# Exercise aim:
Rewrite the records below, substituting "Inspect" for "Examine" wherever it appears and leaving everything else unchanged.

Data entries:

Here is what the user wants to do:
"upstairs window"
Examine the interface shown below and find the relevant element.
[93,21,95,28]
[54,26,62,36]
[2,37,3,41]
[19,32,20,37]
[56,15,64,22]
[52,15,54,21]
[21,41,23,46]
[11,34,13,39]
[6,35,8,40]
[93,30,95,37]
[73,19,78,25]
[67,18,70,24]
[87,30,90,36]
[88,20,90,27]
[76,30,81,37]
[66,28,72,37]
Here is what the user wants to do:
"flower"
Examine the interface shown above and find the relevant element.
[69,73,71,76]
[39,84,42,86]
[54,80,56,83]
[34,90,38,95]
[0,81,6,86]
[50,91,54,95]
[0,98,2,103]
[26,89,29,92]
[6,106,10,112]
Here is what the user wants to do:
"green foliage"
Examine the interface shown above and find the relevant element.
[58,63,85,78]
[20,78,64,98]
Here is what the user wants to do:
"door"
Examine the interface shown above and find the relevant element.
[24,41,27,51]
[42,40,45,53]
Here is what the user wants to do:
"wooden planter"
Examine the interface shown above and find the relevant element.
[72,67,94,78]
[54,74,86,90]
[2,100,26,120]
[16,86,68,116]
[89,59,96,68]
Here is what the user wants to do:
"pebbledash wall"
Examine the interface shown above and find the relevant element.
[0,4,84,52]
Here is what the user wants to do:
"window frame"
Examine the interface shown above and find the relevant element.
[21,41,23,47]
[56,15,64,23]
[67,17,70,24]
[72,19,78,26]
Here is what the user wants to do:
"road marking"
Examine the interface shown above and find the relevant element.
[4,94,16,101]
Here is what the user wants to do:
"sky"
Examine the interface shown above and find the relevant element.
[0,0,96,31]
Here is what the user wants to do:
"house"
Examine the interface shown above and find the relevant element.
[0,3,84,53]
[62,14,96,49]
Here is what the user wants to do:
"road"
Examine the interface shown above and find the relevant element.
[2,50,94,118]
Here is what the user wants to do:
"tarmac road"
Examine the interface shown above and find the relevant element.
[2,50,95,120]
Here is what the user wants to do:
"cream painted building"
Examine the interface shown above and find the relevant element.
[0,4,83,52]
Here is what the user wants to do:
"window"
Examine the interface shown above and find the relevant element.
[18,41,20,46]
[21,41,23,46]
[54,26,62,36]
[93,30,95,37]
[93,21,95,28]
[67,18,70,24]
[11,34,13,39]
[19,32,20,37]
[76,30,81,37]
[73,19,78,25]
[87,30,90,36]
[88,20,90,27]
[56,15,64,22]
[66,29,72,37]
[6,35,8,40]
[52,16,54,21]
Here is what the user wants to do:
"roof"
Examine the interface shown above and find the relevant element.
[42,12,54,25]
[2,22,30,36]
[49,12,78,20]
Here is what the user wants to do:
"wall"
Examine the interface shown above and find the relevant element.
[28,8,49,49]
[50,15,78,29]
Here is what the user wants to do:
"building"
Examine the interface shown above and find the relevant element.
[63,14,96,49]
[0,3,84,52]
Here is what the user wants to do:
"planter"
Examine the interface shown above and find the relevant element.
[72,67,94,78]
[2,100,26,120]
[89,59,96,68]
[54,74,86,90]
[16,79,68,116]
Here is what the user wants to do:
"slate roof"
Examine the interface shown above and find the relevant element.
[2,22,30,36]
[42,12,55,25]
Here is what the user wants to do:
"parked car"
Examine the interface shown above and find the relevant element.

# Result of this exercise:
Here is what the user wants to do:
"upstairs window"
Inspect the interface shown below and find the relevant element.
[93,21,95,28]
[54,26,62,36]
[2,37,3,41]
[19,32,20,37]
[56,15,64,22]
[52,15,54,21]
[21,41,23,46]
[11,34,13,39]
[6,35,8,40]
[93,30,95,37]
[73,19,78,25]
[67,18,70,24]
[87,30,90,36]
[88,20,90,27]
[76,30,81,37]
[66,28,72,37]
Here is what the user wants to do:
"flower"
Inspect the interface shown above and find the relevant element.
[69,73,71,76]
[39,84,42,86]
[54,80,56,83]
[34,90,38,95]
[0,81,6,86]
[50,91,54,95]
[0,98,2,103]
[26,89,29,92]
[6,106,10,112]
Here is what the user wants to do:
"green foliage"
Inspect the interface shown above and find the relevant element.
[58,63,85,78]
[20,78,64,98]
Here is what the user wants to do:
"door"
Inspect the interface shown above and find the relevant element.
[24,41,27,51]
[42,40,45,53]
Here is what the user wants to do:
"wooden planter"
Inspect the interface shown above and find the relevant element.
[72,67,94,78]
[54,74,86,90]
[2,100,26,120]
[16,86,68,116]
[89,59,96,68]
Here is what the user wants to do:
"pebbledash wall"
Inspect the interface shown above and find the relevant element.
[0,4,84,52]
Here is what the user wants to do:
"window frame"
Inspect the interface shown above and find the relevant element.
[21,41,23,47]
[56,15,64,23]
[67,17,70,24]
[72,19,78,26]
Here is what the user wants to do:
"road marking"
Inspect the interface shown above and find the relevant element.
[4,94,16,101]
Here is what the user wants to do:
"sky"
Inspect the interface shown above and find the relevant element.
[0,0,96,31]
Here is what the user wants to do:
"house"
Inspect the interface shown above and find the relevant element.
[0,3,84,53]
[62,14,96,49]
Here is what the user wants to do:
"road"
Inspect the interface shown above and find the relevant element.
[2,50,94,118]
Here is what the user wants to do:
"tarmac road"
Inspect the interface shown above and find the relevant element.
[2,50,95,120]
Here is what the user wants to do:
"cream painted building"
Inspect the interface shown above and find the relevant element.
[0,4,83,52]
Here is what the user wants to do:
"window"
Inspect the interface shown above and find the relevant element.
[18,41,20,46]
[21,41,23,46]
[54,26,62,36]
[93,30,95,37]
[93,21,95,28]
[67,18,70,24]
[11,34,13,39]
[19,32,20,37]
[76,30,81,37]
[73,19,78,25]
[87,30,90,36]
[88,20,90,27]
[56,15,64,22]
[66,29,72,37]
[6,35,8,40]
[52,16,54,21]
Here is what the user wants to do:
"roof"
Inspect the interface shown above and find the relevant element.
[42,12,54,25]
[2,22,30,36]
[49,12,78,20]
Here is what the user wants to do:
"wall"
Inspect the interface shown above and find the relevant element.
[28,8,49,49]
[50,15,78,29]
Here is what the user wants to do:
"building"
Inspect the interface shown above and find the relevant element.
[63,14,96,49]
[0,3,84,52]
Here is what the user wants to do:
"planter"
Inspect the interface shown above and find the relevant element.
[72,67,94,78]
[2,100,26,120]
[89,59,96,68]
[54,74,86,90]
[16,79,68,116]
Here is what the user wants to do:
"slate roof"
Inspect the interface shown above and find the relevant element.
[2,22,30,36]
[42,12,55,25]
Here is what the user wants to do:
"parked car"
Inspect the interface shown above and find the relevant element.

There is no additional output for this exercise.